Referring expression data

• • • • • • •

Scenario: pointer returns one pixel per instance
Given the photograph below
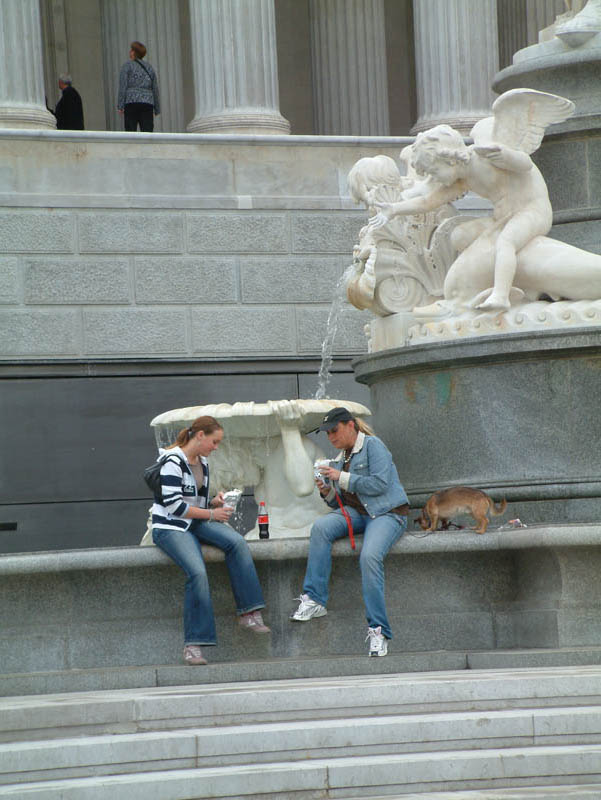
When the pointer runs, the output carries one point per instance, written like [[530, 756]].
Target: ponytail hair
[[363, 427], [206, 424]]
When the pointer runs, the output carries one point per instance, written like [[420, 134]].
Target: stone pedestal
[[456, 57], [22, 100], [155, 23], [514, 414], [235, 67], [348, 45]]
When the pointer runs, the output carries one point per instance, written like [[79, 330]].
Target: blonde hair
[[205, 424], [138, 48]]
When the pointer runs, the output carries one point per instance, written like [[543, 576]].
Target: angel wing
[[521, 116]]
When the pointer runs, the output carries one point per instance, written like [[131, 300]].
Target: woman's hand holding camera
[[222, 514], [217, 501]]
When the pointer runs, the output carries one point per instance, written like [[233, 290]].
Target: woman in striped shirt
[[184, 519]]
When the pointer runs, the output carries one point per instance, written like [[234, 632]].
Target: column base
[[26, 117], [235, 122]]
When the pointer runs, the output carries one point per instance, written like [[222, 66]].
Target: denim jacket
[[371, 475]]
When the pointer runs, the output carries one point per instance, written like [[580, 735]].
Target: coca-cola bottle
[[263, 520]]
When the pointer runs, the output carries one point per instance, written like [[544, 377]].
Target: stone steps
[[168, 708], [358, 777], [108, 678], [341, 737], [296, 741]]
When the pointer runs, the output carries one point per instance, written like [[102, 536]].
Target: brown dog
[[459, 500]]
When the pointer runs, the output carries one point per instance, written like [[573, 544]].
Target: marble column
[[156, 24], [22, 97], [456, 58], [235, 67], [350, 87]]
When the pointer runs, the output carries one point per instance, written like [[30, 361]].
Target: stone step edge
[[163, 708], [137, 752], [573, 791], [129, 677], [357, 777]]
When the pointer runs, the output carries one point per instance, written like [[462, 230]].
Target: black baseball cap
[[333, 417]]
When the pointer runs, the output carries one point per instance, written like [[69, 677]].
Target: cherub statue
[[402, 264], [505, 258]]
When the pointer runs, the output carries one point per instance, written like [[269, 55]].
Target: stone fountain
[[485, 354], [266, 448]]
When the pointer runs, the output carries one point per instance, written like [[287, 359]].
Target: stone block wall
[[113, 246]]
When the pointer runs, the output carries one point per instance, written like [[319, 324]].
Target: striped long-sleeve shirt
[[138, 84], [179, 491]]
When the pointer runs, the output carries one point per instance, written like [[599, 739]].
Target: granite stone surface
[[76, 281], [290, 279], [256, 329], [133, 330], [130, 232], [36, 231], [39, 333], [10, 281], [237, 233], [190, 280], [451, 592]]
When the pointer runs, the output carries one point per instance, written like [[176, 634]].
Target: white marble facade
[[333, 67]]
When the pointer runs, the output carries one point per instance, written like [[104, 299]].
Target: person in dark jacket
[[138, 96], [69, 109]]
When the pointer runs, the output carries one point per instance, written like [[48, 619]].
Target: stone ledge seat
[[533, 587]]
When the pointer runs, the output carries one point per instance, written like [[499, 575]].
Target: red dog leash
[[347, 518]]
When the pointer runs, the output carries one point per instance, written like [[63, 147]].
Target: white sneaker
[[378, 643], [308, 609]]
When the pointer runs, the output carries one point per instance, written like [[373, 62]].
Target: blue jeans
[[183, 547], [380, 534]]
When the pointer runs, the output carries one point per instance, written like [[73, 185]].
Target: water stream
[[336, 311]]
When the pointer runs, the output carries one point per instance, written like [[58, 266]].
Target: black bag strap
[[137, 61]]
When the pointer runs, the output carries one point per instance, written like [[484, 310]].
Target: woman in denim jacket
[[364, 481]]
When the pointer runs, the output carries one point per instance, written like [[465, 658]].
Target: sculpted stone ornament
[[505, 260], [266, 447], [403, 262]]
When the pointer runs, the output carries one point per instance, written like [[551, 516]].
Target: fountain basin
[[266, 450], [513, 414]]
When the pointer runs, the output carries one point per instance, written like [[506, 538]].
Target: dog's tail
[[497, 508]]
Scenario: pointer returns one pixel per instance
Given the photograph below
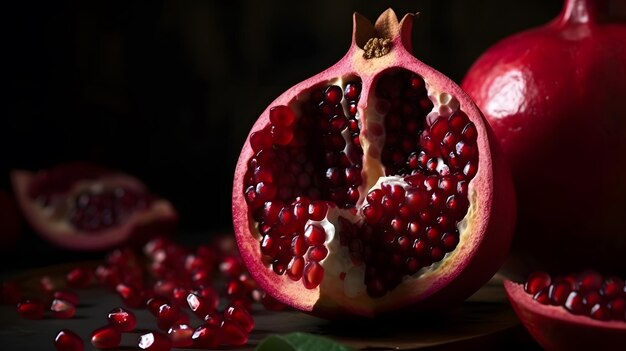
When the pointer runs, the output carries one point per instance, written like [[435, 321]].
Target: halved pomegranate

• • • • • • •

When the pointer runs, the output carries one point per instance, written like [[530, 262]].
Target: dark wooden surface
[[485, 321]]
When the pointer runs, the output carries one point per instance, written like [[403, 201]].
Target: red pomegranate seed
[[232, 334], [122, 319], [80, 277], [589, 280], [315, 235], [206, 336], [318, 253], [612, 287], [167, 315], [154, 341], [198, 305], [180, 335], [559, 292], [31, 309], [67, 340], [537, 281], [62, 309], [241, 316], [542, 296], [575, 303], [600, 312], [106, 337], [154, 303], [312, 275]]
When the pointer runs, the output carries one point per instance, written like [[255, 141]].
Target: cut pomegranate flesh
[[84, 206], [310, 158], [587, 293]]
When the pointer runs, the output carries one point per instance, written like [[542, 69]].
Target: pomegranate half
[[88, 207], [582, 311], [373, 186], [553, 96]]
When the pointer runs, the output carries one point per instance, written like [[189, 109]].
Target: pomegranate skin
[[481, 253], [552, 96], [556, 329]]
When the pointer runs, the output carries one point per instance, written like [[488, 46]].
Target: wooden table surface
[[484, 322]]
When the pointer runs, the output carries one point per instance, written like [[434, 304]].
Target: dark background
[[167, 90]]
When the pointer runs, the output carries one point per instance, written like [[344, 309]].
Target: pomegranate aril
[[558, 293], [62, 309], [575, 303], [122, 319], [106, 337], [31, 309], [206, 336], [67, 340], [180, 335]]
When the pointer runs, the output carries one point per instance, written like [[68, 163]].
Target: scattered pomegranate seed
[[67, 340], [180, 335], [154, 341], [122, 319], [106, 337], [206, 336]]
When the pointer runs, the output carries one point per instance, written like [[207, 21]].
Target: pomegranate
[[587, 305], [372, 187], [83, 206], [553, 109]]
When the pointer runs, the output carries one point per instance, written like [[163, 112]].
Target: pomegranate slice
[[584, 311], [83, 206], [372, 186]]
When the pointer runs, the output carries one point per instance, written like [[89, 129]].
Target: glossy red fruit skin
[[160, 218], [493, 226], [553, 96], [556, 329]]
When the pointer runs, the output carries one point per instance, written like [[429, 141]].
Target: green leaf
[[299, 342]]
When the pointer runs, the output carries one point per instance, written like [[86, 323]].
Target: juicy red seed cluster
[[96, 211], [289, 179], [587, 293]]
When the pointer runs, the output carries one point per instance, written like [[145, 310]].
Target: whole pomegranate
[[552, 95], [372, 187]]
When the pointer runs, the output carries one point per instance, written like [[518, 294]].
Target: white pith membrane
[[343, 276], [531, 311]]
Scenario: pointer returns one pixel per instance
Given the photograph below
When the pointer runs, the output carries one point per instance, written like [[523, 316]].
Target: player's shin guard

• • • • • • •

* PROBLEM STATEMENT: Retype, exactly and in full, the lines above from the one containing "like [[523, 316]]." through the one containing "Target: player's shin guard".

* TASK RESULT:
When the pointer runs, the output carries one point per instance, written like [[523, 316]].
Target: player's shin guard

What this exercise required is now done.